> [Source material]:

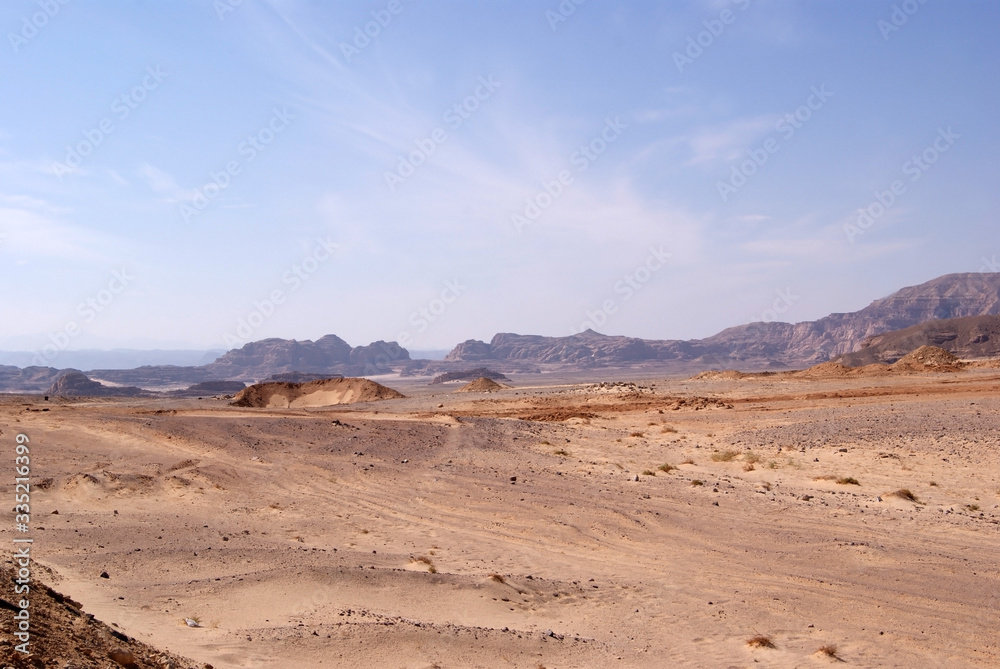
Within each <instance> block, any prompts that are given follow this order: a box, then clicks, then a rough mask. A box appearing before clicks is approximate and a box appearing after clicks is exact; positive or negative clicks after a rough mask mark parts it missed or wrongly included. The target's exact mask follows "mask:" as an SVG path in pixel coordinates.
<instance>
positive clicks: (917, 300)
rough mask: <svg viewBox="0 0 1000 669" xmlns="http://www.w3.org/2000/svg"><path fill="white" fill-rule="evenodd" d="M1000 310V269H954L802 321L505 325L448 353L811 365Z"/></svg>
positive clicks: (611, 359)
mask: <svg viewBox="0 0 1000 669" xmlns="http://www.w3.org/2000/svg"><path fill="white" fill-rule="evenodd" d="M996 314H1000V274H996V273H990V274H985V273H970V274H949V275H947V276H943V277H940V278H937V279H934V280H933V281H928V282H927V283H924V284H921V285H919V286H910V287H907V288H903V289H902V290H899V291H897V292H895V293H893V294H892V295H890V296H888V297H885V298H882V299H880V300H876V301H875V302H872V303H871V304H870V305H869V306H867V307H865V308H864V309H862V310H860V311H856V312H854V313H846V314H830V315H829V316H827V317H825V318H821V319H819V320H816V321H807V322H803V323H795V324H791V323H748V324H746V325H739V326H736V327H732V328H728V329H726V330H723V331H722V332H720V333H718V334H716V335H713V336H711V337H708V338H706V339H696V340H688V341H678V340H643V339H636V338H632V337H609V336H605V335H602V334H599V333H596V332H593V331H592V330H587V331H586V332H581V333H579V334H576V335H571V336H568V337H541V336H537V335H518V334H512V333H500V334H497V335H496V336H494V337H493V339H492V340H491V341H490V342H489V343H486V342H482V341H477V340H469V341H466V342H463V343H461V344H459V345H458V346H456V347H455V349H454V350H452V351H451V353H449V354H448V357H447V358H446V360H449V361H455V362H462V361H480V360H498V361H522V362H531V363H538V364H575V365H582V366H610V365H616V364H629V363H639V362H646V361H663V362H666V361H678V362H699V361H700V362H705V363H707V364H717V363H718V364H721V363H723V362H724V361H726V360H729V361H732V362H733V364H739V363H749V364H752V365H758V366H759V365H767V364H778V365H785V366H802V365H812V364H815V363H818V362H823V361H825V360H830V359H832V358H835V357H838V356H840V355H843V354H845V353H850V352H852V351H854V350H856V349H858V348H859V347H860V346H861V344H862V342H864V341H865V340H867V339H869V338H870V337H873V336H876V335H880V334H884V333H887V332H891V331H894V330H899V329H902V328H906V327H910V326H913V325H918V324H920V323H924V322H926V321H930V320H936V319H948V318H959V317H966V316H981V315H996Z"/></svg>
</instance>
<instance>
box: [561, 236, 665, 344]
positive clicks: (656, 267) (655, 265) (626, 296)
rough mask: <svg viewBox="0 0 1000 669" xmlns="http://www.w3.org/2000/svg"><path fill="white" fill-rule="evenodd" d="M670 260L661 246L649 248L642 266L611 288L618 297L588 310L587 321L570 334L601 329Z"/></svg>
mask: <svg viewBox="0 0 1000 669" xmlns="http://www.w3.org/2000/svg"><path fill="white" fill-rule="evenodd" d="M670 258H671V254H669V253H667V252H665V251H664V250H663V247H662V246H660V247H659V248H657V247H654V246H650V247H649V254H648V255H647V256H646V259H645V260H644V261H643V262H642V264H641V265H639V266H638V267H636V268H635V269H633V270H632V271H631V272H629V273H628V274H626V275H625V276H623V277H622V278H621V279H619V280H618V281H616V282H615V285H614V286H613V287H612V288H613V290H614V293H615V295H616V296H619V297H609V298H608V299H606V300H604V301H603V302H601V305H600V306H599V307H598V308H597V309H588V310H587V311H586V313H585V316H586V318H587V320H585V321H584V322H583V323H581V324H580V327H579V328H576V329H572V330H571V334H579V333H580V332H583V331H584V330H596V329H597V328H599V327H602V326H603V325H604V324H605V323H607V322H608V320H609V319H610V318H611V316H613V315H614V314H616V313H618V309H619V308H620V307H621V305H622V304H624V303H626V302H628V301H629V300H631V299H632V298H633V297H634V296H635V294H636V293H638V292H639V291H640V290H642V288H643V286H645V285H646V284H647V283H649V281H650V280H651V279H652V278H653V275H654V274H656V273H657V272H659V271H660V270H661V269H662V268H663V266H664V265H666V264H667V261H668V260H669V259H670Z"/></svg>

> [What the task requires]: Can you convert the text of the items above into a JSON list of strings, with one string per line and no blank lines, leaving out the pictures?

> [Exercise solution]:
[
  "Within each <instance> block, any prompts that are given follow this order: a box, then clicks, then a rough mask. A box appearing before clicks is approximate and a box appearing after clicks is exact; positive or negative clicks after a rough mask mark parts it missed or wrongly included. The target's exact mask follows \"mask:\" as an SVG path in pixel coordinates.",
  "<instance>",
  "positive clicks: (917, 300)",
  "rough mask: <svg viewBox=\"0 0 1000 669\" xmlns=\"http://www.w3.org/2000/svg\"><path fill=\"white\" fill-rule=\"evenodd\" d=\"M1000 310V269H954L802 321L505 325L448 353L811 365Z\"/></svg>",
  "positive clicks: (611, 359)",
  "mask: <svg viewBox=\"0 0 1000 669\" xmlns=\"http://www.w3.org/2000/svg\"><path fill=\"white\" fill-rule=\"evenodd\" d=\"M996 314H1000V274H996V273H990V274H985V273H970V274H949V275H947V276H943V277H940V278H937V279H934V280H933V281H928V282H927V283H924V284H921V285H919V286H910V287H907V288H903V289H902V290H899V291H897V292H895V293H893V294H892V295H890V296H888V297H885V298H882V299H880V300H876V301H875V302H872V303H871V304H870V305H869V306H867V307H865V308H864V309H862V310H860V311H856V312H854V313H846V314H830V315H829V316H827V317H825V318H821V319H819V320H816V321H807V322H803V323H795V324H791V323H748V324H746V325H739V326H736V327H732V328H728V329H726V330H723V331H722V332H720V333H718V334H716V335H713V336H711V337H708V338H706V339H696V340H688V341H678V340H643V339H636V338H632V337H609V336H605V335H602V334H599V333H596V332H593V331H592V330H587V331H586V332H581V333H579V334H576V335H571V336H568V337H541V336H537V335H518V334H512V333H500V334H497V335H496V336H494V337H493V339H492V340H491V341H490V342H489V343H486V342H482V341H477V340H469V341H466V342H463V343H461V344H459V345H458V346H456V347H455V349H454V350H452V351H451V353H449V354H448V357H447V358H446V360H449V361H455V362H462V361H480V360H498V361H522V362H531V363H538V364H575V365H582V366H610V365H616V364H629V363H639V362H646V361H663V362H666V361H678V362H699V361H700V362H705V363H707V364H717V363H718V364H721V363H723V362H724V361H726V360H729V361H732V362H733V364H739V363H749V364H752V365H758V366H759V365H767V364H778V365H785V366H802V365H812V364H815V363H818V362H823V361H825V360H830V359H832V358H835V357H838V356H840V355H843V354H845V353H850V352H852V351H854V350H856V349H858V348H859V347H860V346H861V344H862V342H864V341H865V340H867V339H869V338H870V337H873V336H876V335H880V334H884V333H887V332H891V331H894V330H899V329H902V328H906V327H910V326H913V325H918V324H920V323H924V322H926V321H930V320H936V319H948V318H959V317H966V316H981V315H996Z\"/></svg>",
  "</instance>",
  "<instance>",
  "box: [561, 236, 665, 344]",
  "positive clicks: (656, 267) (655, 265) (626, 296)",
  "rough mask: <svg viewBox=\"0 0 1000 669\" xmlns=\"http://www.w3.org/2000/svg\"><path fill=\"white\" fill-rule=\"evenodd\" d=\"M670 260L661 246L649 248L642 266L611 288L618 297L588 310L587 321L570 334L601 329Z\"/></svg>",
  "mask: <svg viewBox=\"0 0 1000 669\" xmlns=\"http://www.w3.org/2000/svg\"><path fill=\"white\" fill-rule=\"evenodd\" d=\"M670 258H671V254H669V253H667V252H665V251H664V250H663V247H662V246H660V247H659V248H657V247H654V246H650V247H649V254H648V255H647V256H646V259H645V260H644V261H643V262H642V264H641V265H639V266H638V267H636V268H635V269H633V270H632V271H631V272H629V273H628V274H626V275H625V276H623V277H622V278H621V279H619V280H618V281H616V282H615V285H614V286H613V287H612V288H613V290H614V293H615V295H616V296H619V297H609V298H608V299H606V300H604V301H603V302H601V305H600V306H599V307H598V308H597V309H588V310H587V311H586V313H585V316H586V318H587V320H585V321H584V322H583V323H581V324H580V327H579V328H576V329H572V330H571V334H579V333H580V332H583V331H584V330H596V329H597V328H599V327H602V326H603V325H604V324H605V323H607V322H608V320H609V319H610V318H611V316H613V315H614V314H616V313H618V309H619V308H620V307H621V305H622V304H624V303H626V302H628V301H629V300H631V299H632V298H633V297H634V296H635V294H636V293H638V292H639V291H640V290H642V288H643V286H645V285H646V284H647V283H649V281H650V280H651V279H652V278H653V275H654V274H656V273H657V272H659V271H660V270H661V269H662V268H663V266H664V265H666V264H667V261H668V260H669V259H670Z\"/></svg>"
]